> OBJECTIVE: Set out the data below as a numbered list with blank lines dropped, and leave the pictures out.

Position annotation records:
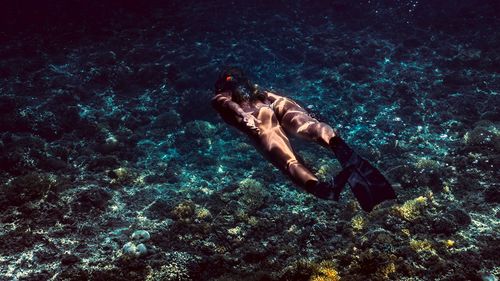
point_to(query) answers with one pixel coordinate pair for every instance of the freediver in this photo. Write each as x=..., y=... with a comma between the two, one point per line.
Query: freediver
x=268, y=119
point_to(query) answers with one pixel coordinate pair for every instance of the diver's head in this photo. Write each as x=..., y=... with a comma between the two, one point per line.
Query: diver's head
x=234, y=80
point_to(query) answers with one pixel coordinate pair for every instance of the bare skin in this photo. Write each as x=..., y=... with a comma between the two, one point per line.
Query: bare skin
x=268, y=122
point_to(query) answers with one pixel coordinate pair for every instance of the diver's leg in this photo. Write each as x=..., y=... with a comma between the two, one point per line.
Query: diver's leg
x=297, y=121
x=369, y=186
x=276, y=147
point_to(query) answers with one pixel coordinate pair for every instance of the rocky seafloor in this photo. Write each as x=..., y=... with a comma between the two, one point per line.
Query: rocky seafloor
x=113, y=165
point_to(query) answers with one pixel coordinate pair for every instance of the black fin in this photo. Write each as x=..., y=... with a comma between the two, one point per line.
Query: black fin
x=369, y=186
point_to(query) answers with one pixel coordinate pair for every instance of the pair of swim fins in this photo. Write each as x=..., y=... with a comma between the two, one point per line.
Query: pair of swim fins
x=368, y=185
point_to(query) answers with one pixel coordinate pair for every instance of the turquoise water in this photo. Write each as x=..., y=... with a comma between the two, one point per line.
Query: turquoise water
x=113, y=164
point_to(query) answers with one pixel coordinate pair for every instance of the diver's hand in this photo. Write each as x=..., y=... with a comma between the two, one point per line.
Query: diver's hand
x=251, y=122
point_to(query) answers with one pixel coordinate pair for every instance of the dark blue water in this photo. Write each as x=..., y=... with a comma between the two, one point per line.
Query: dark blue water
x=113, y=164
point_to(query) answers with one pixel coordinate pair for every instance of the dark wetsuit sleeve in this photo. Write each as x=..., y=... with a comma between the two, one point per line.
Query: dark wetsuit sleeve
x=227, y=109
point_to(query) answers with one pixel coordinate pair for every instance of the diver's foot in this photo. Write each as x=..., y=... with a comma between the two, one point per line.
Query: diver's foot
x=327, y=190
x=369, y=186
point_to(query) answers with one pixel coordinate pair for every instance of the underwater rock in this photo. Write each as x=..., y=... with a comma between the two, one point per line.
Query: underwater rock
x=492, y=194
x=93, y=198
x=140, y=235
x=167, y=120
x=29, y=188
x=100, y=163
x=130, y=249
x=69, y=259
x=485, y=134
x=200, y=129
x=451, y=222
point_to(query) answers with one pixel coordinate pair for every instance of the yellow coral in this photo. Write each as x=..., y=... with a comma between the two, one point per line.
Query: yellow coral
x=358, y=223
x=449, y=243
x=325, y=272
x=388, y=269
x=421, y=245
x=412, y=209
x=202, y=213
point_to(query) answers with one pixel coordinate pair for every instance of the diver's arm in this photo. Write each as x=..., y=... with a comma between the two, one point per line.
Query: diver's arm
x=272, y=96
x=224, y=104
x=230, y=111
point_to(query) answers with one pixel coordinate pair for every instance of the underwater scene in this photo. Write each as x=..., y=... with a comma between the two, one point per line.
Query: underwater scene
x=115, y=165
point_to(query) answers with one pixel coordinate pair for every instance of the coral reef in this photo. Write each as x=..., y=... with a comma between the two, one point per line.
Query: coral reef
x=114, y=166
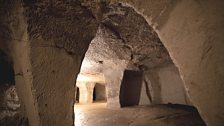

> SOLUTION TO THIS TASK:
1. point_to(query) answers with one pixel coordinate pair for every instance of the freediver in this photo. Write each as x=..., y=... with a comma between the two, one point per line.
2. Query: freediver
3. x=268, y=119
4. point_to(query) answers with one pixel coordinate pair for every instance of the diver's head in this photo. Write each as x=..., y=... with a comma between the two, one point per line.
5. Query: diver's head
6. x=234, y=80
7. point_to(query) answers with one pixel coordinate pair for every instance of the bare skin in this photo. Write each as x=..., y=... with a comma between the two, one point per line.
8. Query: bare skin
9. x=268, y=122
10. point_to(query) answers with one pixel coordinate pair for every instance of the diver's leg in this photo. Write each as x=..., y=... with a comma between the two, one point per line.
11. Query: diver's leg
12. x=297, y=121
13. x=369, y=186
14. x=276, y=147
15. point_to(query) answers with one pixel coordinate pair for every instance of the rocky seafloor in this photo. Write each as x=..., y=... with a comma between the two, one point per line.
16. Query: rocky seafloor
17. x=113, y=165
18. point_to(query) answers with one pixel coordinate pair for every instance of the black fin in this photo. Write each as x=..., y=... with a comma between the two, one point per line.
19. Query: black fin
20. x=369, y=186
21. point_to(query) answers with one pixel coordinate pair for every instance of the pair of swim fins in this photo. Write each as x=..., y=... with a comma between the two, one point per line.
22. Query: pair of swim fins
23. x=368, y=185
24. point_to(query) answers with one pixel coordinate pair for every instance of the turquoise water in this photo. Write each as x=..., y=... with a comma between the two, one point per line.
25. Query: turquoise water
26. x=113, y=164
27. point_to(query) answers with one pixel coordinate pair for every instance of the diver's hand in this photo. Write each as x=..., y=... with a comma between the two, one point per line.
28. Query: diver's hand
29. x=251, y=122
30. point_to(query) answers with one pixel coordinate pair for every instance of the dark blue water in this photo. Write each as x=..., y=... with a comma between the two, one point per line.
31. Query: dark blue water
32. x=113, y=164
33. point_to(query) answers with one pixel coordinate pair for every instance of the dark wetsuit sleeve in this photo. Write each as x=..., y=... with a comma between the two, one point per line.
34. Query: dark wetsuit sleeve
35. x=227, y=109
36. point_to(query) answers with one pixel coordinate pair for every instance of the diver's foot in this photo. Write each as x=..., y=... with a comma between the two, one point per line.
37. Query: diver's foot
38. x=327, y=190
39. x=369, y=186
40. point_to(query) answers with one pixel coordinate pair for every instance of the underwater rock in this photo. Write each as x=..., y=... with a comma between the two, one point per line.
41. Query: underwater rock
42. x=492, y=194
43. x=93, y=198
44. x=140, y=235
45. x=167, y=120
46. x=29, y=188
47. x=100, y=163
48. x=130, y=249
49. x=69, y=259
50. x=485, y=134
51. x=200, y=129
52. x=451, y=222
53. point_to(query) answers with one pixel coordinate pair for every instance of the yellow coral in this photo. Write each as x=..., y=... with a comma between the two, one point per line.
54. Query: yellow coral
55. x=358, y=223
56. x=449, y=243
57. x=325, y=272
58. x=388, y=269
59. x=421, y=245
60. x=412, y=209
61. x=202, y=213
62. point_to(query) answers with one pixel coordinate pair for every instance of the diver's arm in this photo. Write each as x=..., y=... with a comma between the two, one point per line.
63. Query: diver's arm
64. x=272, y=96
65. x=224, y=104
66. x=230, y=111
67. point_to(query) answers with one pixel coordinate pair for every instance of the underwater scene in this photo. Write each as x=..., y=... with a comma between the two, one point per line.
68. Query: underwater scene
69. x=115, y=165
70. point_to(query) answers with one pixel coordinate pair for every instance of the coral reef in this photo. Write each as x=..., y=... with a comma between the two, one point per line.
71. Query: coral reef
72. x=114, y=166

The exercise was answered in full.